Task statement:
Find every line in the records below that contains "each", and copy it.

[Dataset entries Boundary: Start]

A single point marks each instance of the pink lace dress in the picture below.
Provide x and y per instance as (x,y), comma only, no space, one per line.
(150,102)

[Dataset entries Boundary: End]
[Dataset entries Boundary: Start]

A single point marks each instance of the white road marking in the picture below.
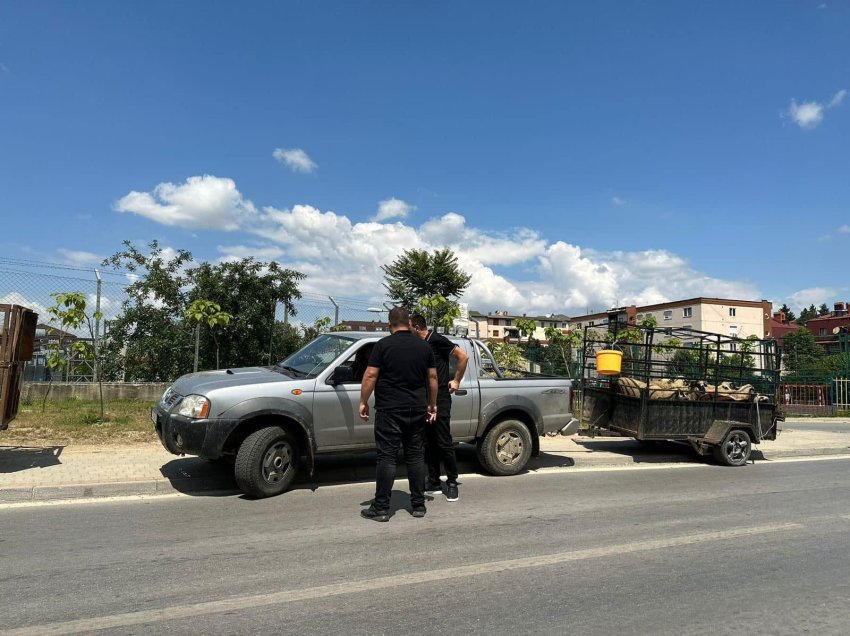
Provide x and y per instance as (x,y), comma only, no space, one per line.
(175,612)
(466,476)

[Dataset entries Boundary: End]

Finished exercise:
A single point marks each instance of the pink lace dress in the picture below.
A single point marks each instance of the white road marking in the picture below.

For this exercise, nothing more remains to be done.